WHAT IS REQUIRED >> Each entry below is to be duplicated verbatim.

RECORDS FOR THIS EXERCISE >>
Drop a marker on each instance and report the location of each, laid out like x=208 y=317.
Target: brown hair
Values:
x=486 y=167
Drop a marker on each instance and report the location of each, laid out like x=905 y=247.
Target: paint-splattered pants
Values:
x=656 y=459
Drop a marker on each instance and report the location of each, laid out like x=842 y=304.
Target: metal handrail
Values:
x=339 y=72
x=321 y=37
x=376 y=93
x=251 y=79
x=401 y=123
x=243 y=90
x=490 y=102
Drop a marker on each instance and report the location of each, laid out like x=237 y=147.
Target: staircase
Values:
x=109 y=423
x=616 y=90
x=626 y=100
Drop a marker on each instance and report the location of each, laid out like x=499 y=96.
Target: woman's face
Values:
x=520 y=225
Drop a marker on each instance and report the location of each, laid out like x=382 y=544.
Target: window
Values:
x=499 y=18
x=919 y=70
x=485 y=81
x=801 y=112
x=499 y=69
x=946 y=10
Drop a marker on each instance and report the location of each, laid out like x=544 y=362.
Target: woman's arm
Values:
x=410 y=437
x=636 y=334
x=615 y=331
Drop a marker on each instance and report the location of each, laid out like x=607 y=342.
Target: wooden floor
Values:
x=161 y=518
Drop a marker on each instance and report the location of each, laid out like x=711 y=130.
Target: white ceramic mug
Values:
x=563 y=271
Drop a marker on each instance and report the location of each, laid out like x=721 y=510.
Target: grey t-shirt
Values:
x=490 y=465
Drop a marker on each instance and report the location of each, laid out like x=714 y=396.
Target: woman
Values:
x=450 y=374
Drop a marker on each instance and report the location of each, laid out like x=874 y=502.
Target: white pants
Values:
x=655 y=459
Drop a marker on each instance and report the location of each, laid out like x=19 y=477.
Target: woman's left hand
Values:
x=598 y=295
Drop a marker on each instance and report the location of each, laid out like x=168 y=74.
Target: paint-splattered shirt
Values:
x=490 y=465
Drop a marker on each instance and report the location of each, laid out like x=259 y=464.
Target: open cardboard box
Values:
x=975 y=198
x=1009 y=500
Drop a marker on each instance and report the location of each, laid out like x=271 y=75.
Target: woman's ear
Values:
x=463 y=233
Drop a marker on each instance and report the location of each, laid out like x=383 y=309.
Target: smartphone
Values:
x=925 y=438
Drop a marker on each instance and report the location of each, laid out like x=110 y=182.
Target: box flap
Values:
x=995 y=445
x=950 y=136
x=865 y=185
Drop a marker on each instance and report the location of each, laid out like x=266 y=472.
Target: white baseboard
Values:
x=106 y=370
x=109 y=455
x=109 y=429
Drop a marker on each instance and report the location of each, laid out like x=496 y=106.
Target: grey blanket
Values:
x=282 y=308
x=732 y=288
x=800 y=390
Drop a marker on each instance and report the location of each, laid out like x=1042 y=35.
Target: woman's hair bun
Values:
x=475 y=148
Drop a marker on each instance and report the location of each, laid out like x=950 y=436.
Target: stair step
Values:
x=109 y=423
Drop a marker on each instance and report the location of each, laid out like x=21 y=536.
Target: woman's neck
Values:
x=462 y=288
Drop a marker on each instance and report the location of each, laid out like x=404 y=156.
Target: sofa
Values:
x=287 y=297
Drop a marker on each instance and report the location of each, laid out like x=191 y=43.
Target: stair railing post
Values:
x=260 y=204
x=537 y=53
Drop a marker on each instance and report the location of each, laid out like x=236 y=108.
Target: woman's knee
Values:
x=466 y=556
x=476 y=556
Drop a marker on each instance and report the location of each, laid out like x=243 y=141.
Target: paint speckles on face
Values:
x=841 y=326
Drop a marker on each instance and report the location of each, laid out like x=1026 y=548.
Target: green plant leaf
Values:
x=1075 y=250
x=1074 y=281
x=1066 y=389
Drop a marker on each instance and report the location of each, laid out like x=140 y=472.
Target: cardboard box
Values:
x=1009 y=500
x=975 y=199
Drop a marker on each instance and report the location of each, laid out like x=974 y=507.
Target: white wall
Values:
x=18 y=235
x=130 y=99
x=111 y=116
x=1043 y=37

RESULT >>
Drop a marker on each instance and report the location of each, laid out like x=208 y=317.
Target: brown hair
Values:
x=486 y=167
Drop a marker on each instance and report the location of each, laid out like x=905 y=247.
Target: paint-splattered pants
Values:
x=656 y=459
Drop a marker on each instance and report the location of each, laid out like x=842 y=304.
Target: metal handrail
Values:
x=339 y=72
x=321 y=37
x=376 y=93
x=251 y=79
x=401 y=123
x=243 y=90
x=490 y=102
Drop a marker on each instance and report the location of each, laid out like x=237 y=147.
Target: staircase
Values:
x=109 y=423
x=616 y=90
x=626 y=100
Drop a marker on each instance and report the location of each, laid out like x=499 y=96.
Target: woman's face
Values:
x=520 y=225
Drop a marker on each instance and report the location of each, laid out like x=382 y=544.
Target: window
Values:
x=499 y=18
x=919 y=70
x=485 y=81
x=801 y=112
x=499 y=69
x=946 y=10
Drop a marker on each instance and report the location of each, laid out like x=544 y=362.
Target: woman's arm
Values:
x=410 y=437
x=636 y=334
x=615 y=331
Drop a marker on each instance and report the location of each, laid out like x=607 y=342.
Target: wooden floor
Values:
x=161 y=518
Drop a marker on each instance and report the location of each, laid out like x=711 y=130.
Target: white ceramic mug
Values:
x=563 y=271
Drop a marker on each instance and report the location of each, laid out like x=721 y=510.
Target: grey t-shirt
Values:
x=490 y=465
Drop a marker on each instance and report the location of each, laid out like x=714 y=396.
Target: woman
Values:
x=450 y=374
Drop a marker on each instance and report the location of each, laid out like x=874 y=502.
Target: white pants
Values:
x=655 y=459
Drop a marker on each instance and report the location of each, laid out like x=19 y=477.
Target: woman's left hand
Values:
x=598 y=295
Drop a marker on each instance and report the location of each, laid out like x=168 y=74.
Target: paint-splattered shirt
Values:
x=490 y=465
Drop a marker on each instance and report the location of each, laid out like x=259 y=464.
Target: open cardboard box
Values:
x=975 y=198
x=1009 y=500
Drop a marker on each instance and report the location of each, laid out like x=271 y=75.
Target: woman's ear
Values:
x=463 y=233
Drop a marker on each instance and report the location of each, laid out like x=383 y=309.
Target: smartphone
Values:
x=925 y=438
Drop a marker on each instance and report the location of each, laid out like x=110 y=182.
Target: box flap
Values:
x=995 y=445
x=950 y=136
x=865 y=185
Drop a marker on each instance and report the location of each, laid out like x=266 y=472.
Target: white baseboard
Values:
x=106 y=370
x=109 y=455
x=109 y=429
Drop a marker on each instance and report the location of each, laid out like x=496 y=106.
Target: grey blanket
Values:
x=282 y=308
x=732 y=288
x=800 y=390
Drop a marker on each instance and report the location of each, laid out like x=1042 y=35.
Target: woman's hair bun
Values:
x=475 y=148
Drop a marker on each instance and report the location of each, laid out like x=950 y=436.
Target: stair step
Values:
x=109 y=423
Drop a marker on each instance and report the location of each, laid out like x=21 y=536.
Target: woman's neck
Values:
x=462 y=288
Drop a marker on each instance and report the location of each, laid out like x=404 y=156.
Target: sofa
Values:
x=287 y=297
Drop a marker on each instance and report the location of each, laid out like x=191 y=43.
Target: stair railing post
Values:
x=260 y=204
x=537 y=53
Drop a marker on each instance and report the location of each, laid out like x=236 y=108.
Target: woman's knee
Values:
x=466 y=556
x=476 y=556
Drop a marker on each instance and report the location of each, laid out like x=243 y=141.
Target: paint speckles on face
Values:
x=841 y=326
Drop a marker on each instance and report the location of each, laid out like x=1026 y=548.
Target: green plant leaf
Values:
x=1075 y=250
x=1074 y=281
x=1066 y=389
Drop a marker on each instance and report the location of each, laid out like x=140 y=472.
Target: cardboard box
Values:
x=1009 y=500
x=975 y=199
Drop a marker on each instance and report the location of each, laid out like x=974 y=507.
Target: white wall
Values:
x=18 y=235
x=130 y=99
x=111 y=116
x=1043 y=37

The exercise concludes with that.